WHAT YOU SHOULD DO:
Return the lines of the material between the line containing "Confirm that each instance of the short" and the line containing "pixel 218 290", inclusive, copied without any change.

RECORD SET:
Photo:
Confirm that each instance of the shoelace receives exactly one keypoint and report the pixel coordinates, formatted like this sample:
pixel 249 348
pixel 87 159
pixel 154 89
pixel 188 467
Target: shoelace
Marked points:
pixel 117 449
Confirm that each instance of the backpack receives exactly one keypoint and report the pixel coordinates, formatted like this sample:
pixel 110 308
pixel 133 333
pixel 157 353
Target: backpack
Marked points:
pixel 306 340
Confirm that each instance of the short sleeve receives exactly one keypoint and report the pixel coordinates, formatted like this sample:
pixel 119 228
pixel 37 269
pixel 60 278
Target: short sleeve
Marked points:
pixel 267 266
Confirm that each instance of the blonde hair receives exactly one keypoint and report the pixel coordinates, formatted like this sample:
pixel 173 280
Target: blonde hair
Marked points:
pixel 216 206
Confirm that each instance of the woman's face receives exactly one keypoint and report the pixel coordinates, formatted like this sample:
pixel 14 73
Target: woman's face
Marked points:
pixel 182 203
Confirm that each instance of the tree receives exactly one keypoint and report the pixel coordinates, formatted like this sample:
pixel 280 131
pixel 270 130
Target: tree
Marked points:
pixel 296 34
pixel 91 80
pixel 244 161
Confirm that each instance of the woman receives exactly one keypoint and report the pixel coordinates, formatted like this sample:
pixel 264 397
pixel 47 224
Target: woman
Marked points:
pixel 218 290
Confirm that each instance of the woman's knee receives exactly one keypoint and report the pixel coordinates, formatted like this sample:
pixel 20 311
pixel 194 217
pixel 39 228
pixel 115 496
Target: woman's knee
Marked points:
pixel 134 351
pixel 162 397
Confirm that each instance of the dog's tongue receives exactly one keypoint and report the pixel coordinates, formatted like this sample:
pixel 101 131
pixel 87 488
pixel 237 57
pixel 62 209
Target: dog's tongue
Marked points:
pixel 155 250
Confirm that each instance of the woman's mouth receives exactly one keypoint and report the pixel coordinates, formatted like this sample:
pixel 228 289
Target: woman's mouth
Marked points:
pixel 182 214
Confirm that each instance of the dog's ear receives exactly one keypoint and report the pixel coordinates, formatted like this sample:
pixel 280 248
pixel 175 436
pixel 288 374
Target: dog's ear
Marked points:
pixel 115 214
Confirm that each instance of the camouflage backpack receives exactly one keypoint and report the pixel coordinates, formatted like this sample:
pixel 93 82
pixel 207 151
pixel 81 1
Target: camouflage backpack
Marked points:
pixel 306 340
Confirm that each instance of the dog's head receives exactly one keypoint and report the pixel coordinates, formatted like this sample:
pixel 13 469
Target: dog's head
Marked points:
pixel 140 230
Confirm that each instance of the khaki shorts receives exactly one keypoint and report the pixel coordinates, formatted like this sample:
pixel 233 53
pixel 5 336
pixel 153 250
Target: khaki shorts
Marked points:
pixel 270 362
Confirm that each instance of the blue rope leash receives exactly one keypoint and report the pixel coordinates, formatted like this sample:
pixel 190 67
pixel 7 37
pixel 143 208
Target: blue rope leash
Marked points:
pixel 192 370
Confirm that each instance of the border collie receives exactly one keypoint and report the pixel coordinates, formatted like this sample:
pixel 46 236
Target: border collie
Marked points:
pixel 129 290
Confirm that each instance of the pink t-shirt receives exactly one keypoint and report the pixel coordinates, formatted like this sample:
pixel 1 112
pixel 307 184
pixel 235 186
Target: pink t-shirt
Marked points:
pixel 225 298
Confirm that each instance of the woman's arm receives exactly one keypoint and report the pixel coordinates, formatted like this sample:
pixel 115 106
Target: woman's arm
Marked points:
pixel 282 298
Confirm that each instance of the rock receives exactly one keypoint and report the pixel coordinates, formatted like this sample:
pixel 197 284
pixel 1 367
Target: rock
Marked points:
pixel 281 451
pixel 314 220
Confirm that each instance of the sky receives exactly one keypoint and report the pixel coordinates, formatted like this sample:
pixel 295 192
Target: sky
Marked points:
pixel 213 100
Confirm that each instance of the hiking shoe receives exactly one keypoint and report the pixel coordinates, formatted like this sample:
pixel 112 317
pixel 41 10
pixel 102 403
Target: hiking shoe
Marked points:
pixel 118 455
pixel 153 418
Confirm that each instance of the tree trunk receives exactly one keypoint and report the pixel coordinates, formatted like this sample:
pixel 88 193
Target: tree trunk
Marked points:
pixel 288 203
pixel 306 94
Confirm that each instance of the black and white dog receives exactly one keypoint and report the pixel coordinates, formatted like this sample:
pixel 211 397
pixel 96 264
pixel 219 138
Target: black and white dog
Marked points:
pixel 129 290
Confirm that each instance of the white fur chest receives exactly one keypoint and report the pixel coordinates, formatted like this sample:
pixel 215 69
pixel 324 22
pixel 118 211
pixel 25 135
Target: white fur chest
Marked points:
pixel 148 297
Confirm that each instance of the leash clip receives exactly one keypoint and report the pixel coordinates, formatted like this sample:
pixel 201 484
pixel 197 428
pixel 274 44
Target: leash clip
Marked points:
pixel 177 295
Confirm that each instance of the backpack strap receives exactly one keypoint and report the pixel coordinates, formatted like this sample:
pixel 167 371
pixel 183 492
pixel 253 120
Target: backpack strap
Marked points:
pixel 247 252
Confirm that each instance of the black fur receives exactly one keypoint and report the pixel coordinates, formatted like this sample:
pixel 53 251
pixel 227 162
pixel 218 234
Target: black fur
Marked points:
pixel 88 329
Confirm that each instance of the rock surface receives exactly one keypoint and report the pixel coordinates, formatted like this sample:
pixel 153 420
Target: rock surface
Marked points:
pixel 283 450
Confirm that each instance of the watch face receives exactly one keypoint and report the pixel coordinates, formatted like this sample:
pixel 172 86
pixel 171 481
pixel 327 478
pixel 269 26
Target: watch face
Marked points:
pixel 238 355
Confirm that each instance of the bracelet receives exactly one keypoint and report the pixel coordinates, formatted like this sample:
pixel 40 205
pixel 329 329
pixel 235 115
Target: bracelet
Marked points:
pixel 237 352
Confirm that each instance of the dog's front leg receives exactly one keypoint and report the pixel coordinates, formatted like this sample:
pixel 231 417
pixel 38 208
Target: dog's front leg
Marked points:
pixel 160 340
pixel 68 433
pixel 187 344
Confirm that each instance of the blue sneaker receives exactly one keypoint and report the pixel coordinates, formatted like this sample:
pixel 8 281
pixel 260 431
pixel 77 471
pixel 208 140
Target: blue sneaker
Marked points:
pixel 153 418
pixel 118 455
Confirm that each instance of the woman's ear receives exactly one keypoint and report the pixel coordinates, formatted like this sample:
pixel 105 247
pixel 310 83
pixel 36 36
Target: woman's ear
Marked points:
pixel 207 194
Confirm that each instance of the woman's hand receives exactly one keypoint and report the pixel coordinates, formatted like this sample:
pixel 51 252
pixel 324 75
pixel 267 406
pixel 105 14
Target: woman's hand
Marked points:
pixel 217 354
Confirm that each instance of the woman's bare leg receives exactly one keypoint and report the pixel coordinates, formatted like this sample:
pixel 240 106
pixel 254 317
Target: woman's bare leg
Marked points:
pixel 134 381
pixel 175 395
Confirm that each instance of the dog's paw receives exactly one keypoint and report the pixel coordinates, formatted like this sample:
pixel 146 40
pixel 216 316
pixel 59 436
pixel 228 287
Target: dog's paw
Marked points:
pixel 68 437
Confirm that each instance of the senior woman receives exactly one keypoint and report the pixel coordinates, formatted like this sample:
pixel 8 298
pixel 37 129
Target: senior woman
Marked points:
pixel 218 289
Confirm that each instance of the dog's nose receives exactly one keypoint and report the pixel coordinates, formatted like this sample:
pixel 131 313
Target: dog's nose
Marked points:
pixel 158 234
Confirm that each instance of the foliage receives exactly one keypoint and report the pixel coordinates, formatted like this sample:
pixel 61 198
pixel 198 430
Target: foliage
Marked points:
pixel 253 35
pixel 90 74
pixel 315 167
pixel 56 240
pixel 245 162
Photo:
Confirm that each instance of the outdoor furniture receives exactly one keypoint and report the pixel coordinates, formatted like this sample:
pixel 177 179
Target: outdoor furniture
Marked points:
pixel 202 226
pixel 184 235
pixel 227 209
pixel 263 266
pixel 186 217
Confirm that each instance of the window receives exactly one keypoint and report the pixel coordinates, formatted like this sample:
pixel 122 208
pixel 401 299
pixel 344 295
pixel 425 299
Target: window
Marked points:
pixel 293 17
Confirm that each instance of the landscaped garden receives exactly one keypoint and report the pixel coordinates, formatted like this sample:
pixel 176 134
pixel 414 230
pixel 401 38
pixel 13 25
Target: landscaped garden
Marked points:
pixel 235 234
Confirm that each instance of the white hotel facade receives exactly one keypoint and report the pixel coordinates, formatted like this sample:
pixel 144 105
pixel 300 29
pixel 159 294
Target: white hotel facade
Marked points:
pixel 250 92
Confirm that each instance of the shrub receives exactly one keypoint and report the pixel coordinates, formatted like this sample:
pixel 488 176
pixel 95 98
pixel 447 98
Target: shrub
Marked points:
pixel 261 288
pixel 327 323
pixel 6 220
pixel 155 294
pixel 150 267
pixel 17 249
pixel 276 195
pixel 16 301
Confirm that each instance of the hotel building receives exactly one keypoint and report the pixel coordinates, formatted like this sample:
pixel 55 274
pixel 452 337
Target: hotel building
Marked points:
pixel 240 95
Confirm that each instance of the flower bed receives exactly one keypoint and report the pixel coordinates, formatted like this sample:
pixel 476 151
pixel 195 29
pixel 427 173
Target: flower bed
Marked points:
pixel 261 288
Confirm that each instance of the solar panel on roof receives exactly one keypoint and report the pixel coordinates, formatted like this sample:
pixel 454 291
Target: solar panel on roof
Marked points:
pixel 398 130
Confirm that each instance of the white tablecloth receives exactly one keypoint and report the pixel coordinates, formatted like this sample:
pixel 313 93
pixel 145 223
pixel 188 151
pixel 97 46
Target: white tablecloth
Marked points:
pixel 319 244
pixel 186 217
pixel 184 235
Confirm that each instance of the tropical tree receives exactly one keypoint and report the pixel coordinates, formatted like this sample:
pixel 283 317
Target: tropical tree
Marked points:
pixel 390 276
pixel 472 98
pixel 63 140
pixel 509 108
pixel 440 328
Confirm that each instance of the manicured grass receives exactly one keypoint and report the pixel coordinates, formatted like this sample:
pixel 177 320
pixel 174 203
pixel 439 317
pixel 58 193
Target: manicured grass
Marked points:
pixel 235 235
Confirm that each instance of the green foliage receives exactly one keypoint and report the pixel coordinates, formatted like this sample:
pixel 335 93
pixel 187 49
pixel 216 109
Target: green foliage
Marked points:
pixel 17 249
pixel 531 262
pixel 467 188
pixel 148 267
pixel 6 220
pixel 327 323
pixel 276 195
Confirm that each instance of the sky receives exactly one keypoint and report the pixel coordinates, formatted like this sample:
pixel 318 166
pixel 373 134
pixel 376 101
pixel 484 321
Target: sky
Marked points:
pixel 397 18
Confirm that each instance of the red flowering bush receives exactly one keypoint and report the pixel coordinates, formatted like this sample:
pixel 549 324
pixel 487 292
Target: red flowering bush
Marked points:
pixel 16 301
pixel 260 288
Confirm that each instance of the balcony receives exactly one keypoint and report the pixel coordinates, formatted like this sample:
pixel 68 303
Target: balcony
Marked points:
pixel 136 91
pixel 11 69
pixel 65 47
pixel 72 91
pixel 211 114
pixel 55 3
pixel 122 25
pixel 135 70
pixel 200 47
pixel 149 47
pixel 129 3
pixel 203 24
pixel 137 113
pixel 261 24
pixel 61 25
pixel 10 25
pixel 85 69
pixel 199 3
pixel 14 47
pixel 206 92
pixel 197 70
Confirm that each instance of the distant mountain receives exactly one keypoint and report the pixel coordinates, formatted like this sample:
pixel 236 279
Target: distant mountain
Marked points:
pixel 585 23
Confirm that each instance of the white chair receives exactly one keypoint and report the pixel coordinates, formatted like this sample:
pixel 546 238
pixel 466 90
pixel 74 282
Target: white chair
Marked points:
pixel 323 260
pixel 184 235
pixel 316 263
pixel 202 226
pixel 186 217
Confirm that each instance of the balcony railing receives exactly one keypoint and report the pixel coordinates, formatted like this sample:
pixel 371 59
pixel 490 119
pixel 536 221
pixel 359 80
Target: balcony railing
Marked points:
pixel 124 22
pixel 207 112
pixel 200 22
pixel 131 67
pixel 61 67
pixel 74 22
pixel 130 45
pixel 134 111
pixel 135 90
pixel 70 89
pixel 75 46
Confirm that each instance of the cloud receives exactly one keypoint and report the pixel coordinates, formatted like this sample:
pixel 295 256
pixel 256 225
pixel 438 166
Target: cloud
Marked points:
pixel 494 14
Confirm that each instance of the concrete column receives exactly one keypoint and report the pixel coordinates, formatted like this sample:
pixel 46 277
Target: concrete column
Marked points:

SOLUTION BELOW:
Confirm that each instance of the short sleeve receives exactly one keypoint and report the pixel coordinates, formatted like this sample:
pixel 119 228
pixel 37 269
pixel 60 278
Target: short sleeve
Marked points:
pixel 267 266
Confirm that each instance of the blonde hair receives exactly one keypoint and report the pixel coordinates, formatted like this sample:
pixel 173 280
Target: blonde hair
Marked points:
pixel 216 206
Confirm that each instance of the woman's face receives exactly one keypoint and report the pixel coordinates, formatted like this sample:
pixel 14 73
Target: woman's face
Marked points:
pixel 182 203
Confirm that each instance of the tree receives exactly one keypoint and report the pixel coordinates, formatted like this sample:
pixel 280 131
pixel 270 130
Target: tree
Marked points:
pixel 296 34
pixel 91 80
pixel 244 161
Confirm that each instance of the woman receives exactly one keypoint and report the pixel coordinates, formatted like this sample:
pixel 264 397
pixel 47 224
Target: woman
Marked points:
pixel 218 290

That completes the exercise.